● Exercise prompt
Convert the records starting at the line containing "task: segment the shirt collar" and ending at the end of the records into a two-column CSV with the headers record_text and answer. Give one row per record and nothing else, with each value in a single quoted field and its line breaks replaced by spaces.

● Data shown
····················

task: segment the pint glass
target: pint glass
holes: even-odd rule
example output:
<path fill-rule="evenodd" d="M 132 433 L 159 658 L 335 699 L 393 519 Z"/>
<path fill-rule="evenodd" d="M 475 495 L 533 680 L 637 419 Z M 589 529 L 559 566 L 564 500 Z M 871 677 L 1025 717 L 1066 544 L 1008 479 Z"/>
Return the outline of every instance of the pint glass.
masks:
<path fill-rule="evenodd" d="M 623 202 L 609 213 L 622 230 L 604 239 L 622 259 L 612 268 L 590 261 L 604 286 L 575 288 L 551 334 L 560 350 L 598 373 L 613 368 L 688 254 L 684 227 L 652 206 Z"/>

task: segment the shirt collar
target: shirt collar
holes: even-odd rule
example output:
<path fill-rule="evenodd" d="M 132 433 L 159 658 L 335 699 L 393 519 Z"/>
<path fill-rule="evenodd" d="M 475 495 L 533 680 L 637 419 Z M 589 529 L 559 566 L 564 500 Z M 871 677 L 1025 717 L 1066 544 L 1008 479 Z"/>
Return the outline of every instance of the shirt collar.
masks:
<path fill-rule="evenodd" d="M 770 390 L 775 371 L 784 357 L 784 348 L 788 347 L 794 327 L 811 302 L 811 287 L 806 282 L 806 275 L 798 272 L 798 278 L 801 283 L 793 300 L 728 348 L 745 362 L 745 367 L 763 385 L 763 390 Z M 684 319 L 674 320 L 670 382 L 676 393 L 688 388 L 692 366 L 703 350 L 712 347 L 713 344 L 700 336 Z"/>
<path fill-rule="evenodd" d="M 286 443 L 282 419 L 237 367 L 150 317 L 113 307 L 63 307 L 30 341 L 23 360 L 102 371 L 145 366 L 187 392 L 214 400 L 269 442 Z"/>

····················

● Written response
record_text,answer
"task: segment the shirt collar target: shirt collar holes: even-odd rule example output: <path fill-rule=""evenodd"" d=""M 132 433 L 159 658 L 335 699 L 393 519 Z""/> <path fill-rule=""evenodd"" d=""M 475 495 L 533 680 L 637 419 Z M 589 529 L 559 566 L 564 500 Z M 871 677 L 1025 717 L 1066 544 L 1008 479 Z""/> Return the outline of every instance of the shirt collar. masks:","<path fill-rule=""evenodd"" d=""M 770 390 L 775 371 L 784 357 L 784 348 L 788 347 L 794 327 L 811 302 L 811 287 L 806 282 L 806 275 L 798 272 L 798 278 L 801 283 L 793 300 L 728 348 L 745 362 L 745 367 L 763 385 L 763 390 Z M 684 319 L 674 320 L 670 382 L 676 393 L 688 388 L 692 366 L 703 350 L 712 347 L 713 344 L 700 336 Z""/> <path fill-rule=""evenodd"" d=""M 286 443 L 282 419 L 237 367 L 150 317 L 113 307 L 63 307 L 30 341 L 23 360 L 102 371 L 145 366 L 187 392 L 214 400 L 269 442 Z""/>"